### WORK ORDER 1
Does each statement agree with the knowledge graph excerpt? (a) Provenance is required for a knowledge graph. (b) Peirce grants primacy to the first formulator of a concept. (c) A knowledge graph must be both machine- and human readable. Answer yes or no for each, and quote the deciding words.
### WORK ORDER 2
Could you output the part of the knowledge graph excerpt from "Since Peirce has" up to and including "be so clear-cut.", copied without changes?

### DOCUMENT EXCERPT
== Segment start ==

Partially, in reaction to this tightening of requirements, Hogan et al. [11] have taken the approach to broaden and make the definition of KGs as flexible as possible as “a graph of data with the intent to compose knowledge.” We seem to be resurrecting the old tensions between formality and flexibility that characterized the early evolution of the semantic Web.

Since Peirce has clearly influenced many of the ideas leading to knowledge graphs, their use, and their representation, we could perhaps look to his ethics of terminology to provide guidance for how to adjudicate these different definitions [39]. Peirce grants primacy to the first formulator of a concept and defers to her naming conventions. By this basis, we would perhaps look to Hoede and his group for our guidance. However, given much of this work was neglected, and the Google announcement set a new basis for a large-scale entity repository characterized by types and attributes, our guidance may not be so clear-cut.

Knowledge Graphs: What They Are Not

One observation arising from this survey is that knowledge graphs are not precise. They are not precise in scope, intent, use, or construction. That means, to me, that certain proscriptions offered in KG-wide definitions are not appropriate:

Provenance is not required, though what makes information believable so as to engender action is a possible condition for ‘knowledge’
Context is useful, and can help in disambiguation and understanding knowledge, but is not strictly required
A specific language or data model, such as RDF, concept graphs, or OWL, is not required
Types or type classification are not required
Neither instances, nor attributes, nor concepts, nor specific relations are required, but one or two is
A knowledge graph need not be both machine- and human readable
No specific schema or formal logic is required
Curation is not required, though again believability of the information is important
A specific scope, broad or narrow, is not required, and
Statements in the knowledge graph need not be ‘triples’, but they do need to be some form of knowledge assertion.

== Segment end ==

### SUPPLIED ENTRIES

== Segment start ==

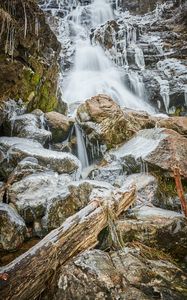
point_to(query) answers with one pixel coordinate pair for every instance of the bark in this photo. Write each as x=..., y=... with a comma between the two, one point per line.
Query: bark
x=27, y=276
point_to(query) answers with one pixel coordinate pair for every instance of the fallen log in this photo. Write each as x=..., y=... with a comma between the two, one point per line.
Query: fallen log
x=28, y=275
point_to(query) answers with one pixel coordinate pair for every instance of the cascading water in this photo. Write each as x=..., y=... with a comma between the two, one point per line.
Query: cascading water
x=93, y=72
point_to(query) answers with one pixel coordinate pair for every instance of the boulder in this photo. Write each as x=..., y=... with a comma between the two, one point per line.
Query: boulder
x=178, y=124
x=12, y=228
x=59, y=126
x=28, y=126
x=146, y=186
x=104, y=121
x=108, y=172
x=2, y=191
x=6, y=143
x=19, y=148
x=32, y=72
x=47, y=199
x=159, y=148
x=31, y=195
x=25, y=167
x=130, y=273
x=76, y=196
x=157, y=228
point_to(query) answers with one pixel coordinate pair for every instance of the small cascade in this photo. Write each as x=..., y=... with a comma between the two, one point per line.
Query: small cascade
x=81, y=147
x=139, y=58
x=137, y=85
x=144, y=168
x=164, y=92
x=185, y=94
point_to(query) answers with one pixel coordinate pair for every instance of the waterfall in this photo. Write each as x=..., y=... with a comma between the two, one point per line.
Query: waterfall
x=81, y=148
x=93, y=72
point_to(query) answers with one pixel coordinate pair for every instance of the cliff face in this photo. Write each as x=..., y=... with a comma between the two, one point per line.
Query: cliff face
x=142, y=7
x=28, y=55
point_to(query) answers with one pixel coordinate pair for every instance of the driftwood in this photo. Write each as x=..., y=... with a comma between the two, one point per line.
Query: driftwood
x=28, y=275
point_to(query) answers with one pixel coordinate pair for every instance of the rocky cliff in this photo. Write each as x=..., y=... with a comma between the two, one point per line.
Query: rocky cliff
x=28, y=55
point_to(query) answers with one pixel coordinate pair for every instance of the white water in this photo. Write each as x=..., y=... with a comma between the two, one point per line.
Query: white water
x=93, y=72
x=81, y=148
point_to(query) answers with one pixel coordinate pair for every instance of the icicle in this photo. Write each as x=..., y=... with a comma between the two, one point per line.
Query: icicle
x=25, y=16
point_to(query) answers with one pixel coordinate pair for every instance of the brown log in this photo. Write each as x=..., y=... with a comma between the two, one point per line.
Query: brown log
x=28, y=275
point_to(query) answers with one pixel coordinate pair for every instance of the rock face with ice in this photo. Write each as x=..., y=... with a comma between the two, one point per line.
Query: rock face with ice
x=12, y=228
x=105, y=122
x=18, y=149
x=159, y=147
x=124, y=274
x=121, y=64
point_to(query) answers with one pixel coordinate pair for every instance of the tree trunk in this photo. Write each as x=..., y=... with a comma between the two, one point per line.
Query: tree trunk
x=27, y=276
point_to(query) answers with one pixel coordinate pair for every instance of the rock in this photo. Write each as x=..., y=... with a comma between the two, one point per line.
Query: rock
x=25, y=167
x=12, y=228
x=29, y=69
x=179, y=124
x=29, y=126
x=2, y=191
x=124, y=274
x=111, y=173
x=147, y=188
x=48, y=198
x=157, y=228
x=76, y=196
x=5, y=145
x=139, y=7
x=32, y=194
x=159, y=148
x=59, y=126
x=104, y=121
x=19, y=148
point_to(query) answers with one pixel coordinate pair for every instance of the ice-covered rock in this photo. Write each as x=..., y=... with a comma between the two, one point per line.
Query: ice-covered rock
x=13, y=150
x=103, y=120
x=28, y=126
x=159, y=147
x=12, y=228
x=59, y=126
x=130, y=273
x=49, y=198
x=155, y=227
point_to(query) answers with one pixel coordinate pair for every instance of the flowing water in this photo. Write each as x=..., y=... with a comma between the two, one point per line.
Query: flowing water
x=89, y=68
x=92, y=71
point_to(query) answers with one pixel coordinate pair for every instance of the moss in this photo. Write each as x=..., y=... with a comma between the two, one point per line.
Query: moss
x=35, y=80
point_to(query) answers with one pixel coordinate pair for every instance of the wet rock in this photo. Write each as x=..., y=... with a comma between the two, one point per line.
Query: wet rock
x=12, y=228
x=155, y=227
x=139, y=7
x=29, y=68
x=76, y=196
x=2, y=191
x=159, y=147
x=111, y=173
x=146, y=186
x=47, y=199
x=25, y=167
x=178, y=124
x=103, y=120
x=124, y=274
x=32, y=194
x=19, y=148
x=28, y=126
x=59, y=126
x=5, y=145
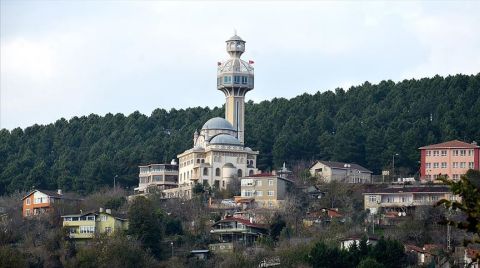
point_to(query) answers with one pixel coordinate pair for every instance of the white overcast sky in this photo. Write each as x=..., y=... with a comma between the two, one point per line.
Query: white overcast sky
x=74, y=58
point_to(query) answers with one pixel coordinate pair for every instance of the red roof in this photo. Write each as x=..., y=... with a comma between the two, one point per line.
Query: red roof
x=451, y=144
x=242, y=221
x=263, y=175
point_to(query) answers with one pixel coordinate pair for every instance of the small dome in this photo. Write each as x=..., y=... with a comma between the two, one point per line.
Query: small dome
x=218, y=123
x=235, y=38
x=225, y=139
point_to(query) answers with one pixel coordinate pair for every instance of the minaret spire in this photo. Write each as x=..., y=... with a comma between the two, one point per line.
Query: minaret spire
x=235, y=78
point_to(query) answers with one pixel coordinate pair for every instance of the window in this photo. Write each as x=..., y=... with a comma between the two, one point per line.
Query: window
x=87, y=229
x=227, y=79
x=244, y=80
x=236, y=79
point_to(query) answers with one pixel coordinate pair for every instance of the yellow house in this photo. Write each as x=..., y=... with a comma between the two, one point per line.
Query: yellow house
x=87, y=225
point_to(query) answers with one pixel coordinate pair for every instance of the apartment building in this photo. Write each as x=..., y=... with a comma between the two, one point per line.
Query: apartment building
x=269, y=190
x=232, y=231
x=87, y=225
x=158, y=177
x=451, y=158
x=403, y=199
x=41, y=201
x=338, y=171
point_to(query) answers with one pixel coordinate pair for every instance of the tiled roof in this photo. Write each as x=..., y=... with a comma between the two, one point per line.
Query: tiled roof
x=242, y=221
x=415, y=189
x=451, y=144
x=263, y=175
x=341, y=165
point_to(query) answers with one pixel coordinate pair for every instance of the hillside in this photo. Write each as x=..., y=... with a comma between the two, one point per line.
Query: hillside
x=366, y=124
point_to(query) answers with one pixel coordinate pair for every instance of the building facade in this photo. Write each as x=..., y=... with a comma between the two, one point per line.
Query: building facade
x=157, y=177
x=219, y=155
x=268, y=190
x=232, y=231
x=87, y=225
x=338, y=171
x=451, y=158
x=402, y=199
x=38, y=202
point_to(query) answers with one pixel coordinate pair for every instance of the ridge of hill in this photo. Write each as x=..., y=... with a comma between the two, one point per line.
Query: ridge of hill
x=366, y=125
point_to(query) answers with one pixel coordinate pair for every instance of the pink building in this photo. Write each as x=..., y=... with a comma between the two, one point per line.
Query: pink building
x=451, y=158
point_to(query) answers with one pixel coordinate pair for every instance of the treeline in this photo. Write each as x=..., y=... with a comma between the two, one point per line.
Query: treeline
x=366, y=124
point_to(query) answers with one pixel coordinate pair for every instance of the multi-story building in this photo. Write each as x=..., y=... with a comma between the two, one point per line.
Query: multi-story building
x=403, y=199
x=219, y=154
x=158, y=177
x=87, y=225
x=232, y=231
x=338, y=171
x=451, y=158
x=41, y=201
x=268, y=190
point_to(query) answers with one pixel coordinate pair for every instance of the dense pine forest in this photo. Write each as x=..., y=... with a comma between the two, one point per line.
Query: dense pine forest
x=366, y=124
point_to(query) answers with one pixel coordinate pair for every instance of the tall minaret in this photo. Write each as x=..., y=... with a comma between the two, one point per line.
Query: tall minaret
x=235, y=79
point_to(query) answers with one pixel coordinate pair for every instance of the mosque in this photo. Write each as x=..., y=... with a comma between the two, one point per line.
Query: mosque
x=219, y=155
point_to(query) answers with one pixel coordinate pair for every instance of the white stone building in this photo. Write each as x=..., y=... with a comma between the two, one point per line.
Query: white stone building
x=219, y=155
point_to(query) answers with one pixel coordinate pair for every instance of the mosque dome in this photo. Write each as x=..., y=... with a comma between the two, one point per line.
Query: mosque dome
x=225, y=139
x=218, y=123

== Segment end ==

### EXERCISE RESULT 1
(a) No: "Provenance is not required"
(b) Yes: "Peirce grants primacy to the first formulator of a concept"
(c) No: "A knowledge graph need not be both machine- and human readable"

### EXERCISE RESULT 2
Since Peirce has clearly influenced many of the ideas leading to knowledge graphs, their use, and their representation, we could perhaps look to his ethics of terminology to provide guidance for how to adjudicate these different definitions [39]. Peirce grants primacy to the first formulator of a concept and defers to her naming conventions. By this basis, we would perhaps look to Hoede and his group for our guidance. However, given much of this work was neglected, and the Google announcement set a new basis for a large-scale entity repository characterized by types and attributes, our guidance may not be so clear-cut.